#### WHAT IS EXPECTED:
Copy out the stretch of records from the line containing "For full credit, report the exact bounding box of the sunlit" through the line containing "256, 116, 286]]", requests included. Scale every bounding-box coordinate in the answers by 0.85 and round to whole numbers, halves up, leaving the requests and their sample coordinates unchanged and giving only these lines.

#### INFORMATION SUPPLIED:
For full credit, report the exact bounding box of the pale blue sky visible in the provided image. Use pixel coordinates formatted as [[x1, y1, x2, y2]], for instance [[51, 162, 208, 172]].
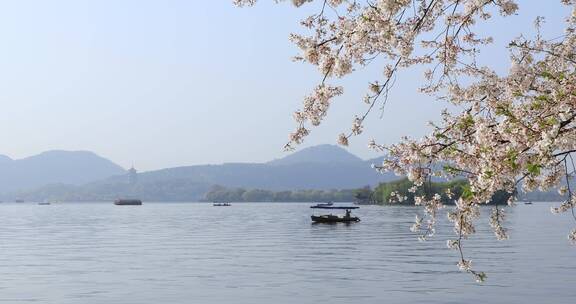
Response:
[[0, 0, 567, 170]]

...

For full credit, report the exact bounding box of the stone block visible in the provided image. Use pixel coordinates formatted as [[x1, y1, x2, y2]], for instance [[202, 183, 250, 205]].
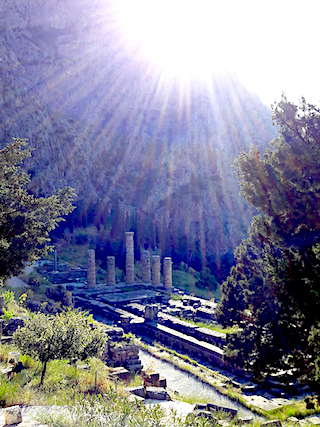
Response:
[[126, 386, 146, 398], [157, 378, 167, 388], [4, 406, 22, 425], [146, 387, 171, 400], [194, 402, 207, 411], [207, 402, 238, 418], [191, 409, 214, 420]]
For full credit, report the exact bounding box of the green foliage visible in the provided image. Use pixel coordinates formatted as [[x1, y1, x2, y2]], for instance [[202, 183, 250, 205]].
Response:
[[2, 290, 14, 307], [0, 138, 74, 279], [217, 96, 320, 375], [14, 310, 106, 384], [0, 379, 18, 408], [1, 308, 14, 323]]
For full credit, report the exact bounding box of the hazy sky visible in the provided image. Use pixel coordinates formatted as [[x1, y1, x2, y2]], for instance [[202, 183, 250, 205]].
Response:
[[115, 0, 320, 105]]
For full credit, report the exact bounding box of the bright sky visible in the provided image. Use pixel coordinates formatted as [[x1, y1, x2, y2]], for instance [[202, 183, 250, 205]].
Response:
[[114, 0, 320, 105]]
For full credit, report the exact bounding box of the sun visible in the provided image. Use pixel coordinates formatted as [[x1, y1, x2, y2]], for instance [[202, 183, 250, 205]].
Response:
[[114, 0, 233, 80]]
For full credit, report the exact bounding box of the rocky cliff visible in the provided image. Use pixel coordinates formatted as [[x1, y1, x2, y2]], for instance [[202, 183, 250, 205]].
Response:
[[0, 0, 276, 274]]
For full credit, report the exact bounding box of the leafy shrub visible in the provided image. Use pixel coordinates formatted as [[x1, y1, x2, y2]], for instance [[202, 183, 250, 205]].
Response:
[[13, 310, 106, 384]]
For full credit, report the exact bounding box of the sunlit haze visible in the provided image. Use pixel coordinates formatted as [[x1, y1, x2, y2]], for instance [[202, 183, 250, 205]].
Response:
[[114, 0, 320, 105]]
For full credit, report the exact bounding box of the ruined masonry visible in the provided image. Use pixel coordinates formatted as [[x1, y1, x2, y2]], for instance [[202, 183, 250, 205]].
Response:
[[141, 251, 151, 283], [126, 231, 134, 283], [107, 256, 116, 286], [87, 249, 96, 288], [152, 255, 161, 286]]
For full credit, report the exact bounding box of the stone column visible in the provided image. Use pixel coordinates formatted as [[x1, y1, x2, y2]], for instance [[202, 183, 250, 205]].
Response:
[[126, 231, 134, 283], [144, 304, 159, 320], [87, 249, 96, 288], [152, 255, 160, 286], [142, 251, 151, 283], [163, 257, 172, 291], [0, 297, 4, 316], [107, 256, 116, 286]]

#### WRITTEN ANSWER:
For full credit, report the exact bounding box of the sunlit haze visible in the provided image. Use pixel coordinates formatted as [[x1, y1, x2, y2]], for instance [[202, 183, 250, 205]].
Response:
[[97, 0, 272, 89]]
For full credit, report the exact bounding box of the ruined masonry visible in the provided image. Use pixel coordinates formatted as [[x1, y1, x2, y2]], for instance [[202, 183, 250, 205]].
Response:
[[120, 213, 128, 241], [107, 196, 114, 241], [91, 218, 99, 243], [74, 212, 82, 245], [129, 217, 137, 243]]
For full credit, report the exact bounding box of the stone column visible in the provided image. Use pixel coordinates formatted as [[x1, y1, x2, y2]], for instance [[202, 183, 250, 205]].
Response:
[[107, 196, 114, 241], [122, 258, 135, 272], [74, 212, 82, 245], [129, 217, 136, 243], [121, 213, 128, 241], [139, 218, 146, 247], [0, 252, 3, 269], [91, 218, 99, 243]]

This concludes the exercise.